Problem requirements |
Your answer must be the records below, reproduced exactly.
....
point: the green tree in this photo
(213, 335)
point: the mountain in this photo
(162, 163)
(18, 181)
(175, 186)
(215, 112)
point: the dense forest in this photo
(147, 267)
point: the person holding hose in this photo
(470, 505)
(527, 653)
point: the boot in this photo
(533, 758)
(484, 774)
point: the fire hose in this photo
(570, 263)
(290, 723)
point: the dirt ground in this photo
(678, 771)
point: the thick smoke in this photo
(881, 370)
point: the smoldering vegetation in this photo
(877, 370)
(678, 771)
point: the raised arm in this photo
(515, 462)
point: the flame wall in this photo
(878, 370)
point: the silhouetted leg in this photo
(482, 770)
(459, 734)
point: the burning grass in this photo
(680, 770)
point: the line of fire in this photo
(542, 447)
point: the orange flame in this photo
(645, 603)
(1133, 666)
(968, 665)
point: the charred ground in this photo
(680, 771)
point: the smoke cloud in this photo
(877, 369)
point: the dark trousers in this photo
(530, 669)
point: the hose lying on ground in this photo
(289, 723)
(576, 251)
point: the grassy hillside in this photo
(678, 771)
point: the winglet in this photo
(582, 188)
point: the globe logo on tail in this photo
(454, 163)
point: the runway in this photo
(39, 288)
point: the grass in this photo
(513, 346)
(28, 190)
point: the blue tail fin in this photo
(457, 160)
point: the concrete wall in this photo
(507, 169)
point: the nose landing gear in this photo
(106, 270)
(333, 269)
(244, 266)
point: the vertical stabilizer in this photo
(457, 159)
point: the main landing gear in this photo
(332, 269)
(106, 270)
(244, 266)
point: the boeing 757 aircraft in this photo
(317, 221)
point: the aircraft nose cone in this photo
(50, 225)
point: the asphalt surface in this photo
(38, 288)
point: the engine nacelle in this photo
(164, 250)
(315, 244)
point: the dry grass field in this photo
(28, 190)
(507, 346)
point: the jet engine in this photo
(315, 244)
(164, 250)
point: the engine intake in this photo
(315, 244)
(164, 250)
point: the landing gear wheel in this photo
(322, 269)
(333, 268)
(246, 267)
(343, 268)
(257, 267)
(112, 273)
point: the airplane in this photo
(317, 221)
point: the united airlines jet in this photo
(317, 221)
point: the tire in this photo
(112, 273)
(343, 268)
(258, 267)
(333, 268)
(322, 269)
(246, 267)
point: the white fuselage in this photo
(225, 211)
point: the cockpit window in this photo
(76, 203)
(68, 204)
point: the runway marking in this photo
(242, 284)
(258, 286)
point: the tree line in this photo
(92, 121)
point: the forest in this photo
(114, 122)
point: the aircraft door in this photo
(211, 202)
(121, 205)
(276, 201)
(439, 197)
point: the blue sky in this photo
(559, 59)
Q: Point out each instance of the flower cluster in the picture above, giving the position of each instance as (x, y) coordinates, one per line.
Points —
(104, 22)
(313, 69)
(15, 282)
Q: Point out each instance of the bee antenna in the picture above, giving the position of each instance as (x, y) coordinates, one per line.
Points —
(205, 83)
....
Response for this exercise |
point: the green tree in this photo
(213, 335)
point: the mountain in this photo
(162, 163)
(18, 181)
(175, 186)
(215, 112)
point: the dense forest in this photo
(147, 267)
point: the person holding hose in this photo
(470, 505)
(527, 653)
point: the boot in this photo
(533, 758)
(484, 774)
point: the fire hose in this photo
(570, 263)
(290, 723)
point: the dirt ground in this photo
(678, 771)
point: the thick smoke in this photo
(881, 370)
point: the smoldering vegetation in this photo
(877, 370)
(678, 771)
point: the raised arm in this photo
(515, 462)
point: the flame wall in this photo
(878, 370)
point: the silhouetted leg in this photo
(482, 770)
(459, 734)
point: the burning grass in this photo
(680, 770)
point: the line of fire in this photo
(542, 447)
point: the orange flame in this photo
(645, 603)
(1133, 666)
(968, 665)
point: the charred ground in this photo
(680, 771)
point: the smoke cloud in this photo
(877, 369)
point: the dark trousers in this photo
(530, 669)
point: the hose lying on ground in this photo
(289, 723)
(576, 251)
point: the grassy hillside in this photo
(678, 771)
point: the winglet in this photo
(582, 188)
point: the globe logo on tail in this photo
(454, 163)
point: the runway in this photo
(39, 288)
point: the grass in this photo
(513, 346)
(28, 190)
point: the blue tail fin in this photo
(457, 160)
point: the concrete wall in this photo
(507, 169)
point: the nose landing gear in this photo
(106, 270)
(333, 269)
(244, 266)
point: the vertical stabilizer in this photo
(457, 159)
point: the main landing gear in this photo
(332, 269)
(106, 270)
(244, 266)
point: the boeing 757 aircraft in this photo
(317, 221)
point: the aircraft nose cone in this photo
(50, 225)
point: the asphalt surface in this photo
(38, 288)
point: the engine nacelle in this photo
(164, 250)
(315, 244)
point: the dry grass field in this photo
(28, 190)
(507, 346)
point: the jet engine in this photo
(315, 244)
(164, 250)
point: the engine intake in this photo
(315, 244)
(164, 250)
point: the landing gear wheel in this photo
(322, 269)
(333, 268)
(246, 267)
(343, 268)
(257, 267)
(112, 273)
point: the airplane in this photo
(317, 221)
point: the united airlines jet in this photo
(317, 221)
point: the tire in this photo
(112, 273)
(343, 268)
(258, 267)
(333, 268)
(322, 269)
(246, 267)
point: the white fuselage in this photo
(225, 211)
point: the cockpit window in this photo
(76, 203)
(68, 204)
point: the runway marking in this photo
(242, 284)
(258, 286)
point: the tree line in this photo
(92, 121)
point: the forest in this photo
(114, 122)
point: the aircraft door in this photo
(211, 202)
(121, 205)
(276, 201)
(439, 197)
point: the blue sky in this photo
(559, 59)
Q: Point out each instance of the flower cluster in the picture above, giving the position of each instance as (x, y) coordinates, one per line.
Points —
(104, 22)
(313, 69)
(15, 282)
Q: Point out each instance of the bee antenna in the picture above, giving the position of each instance as (x, y) coordinates, one per line.
Points —
(205, 83)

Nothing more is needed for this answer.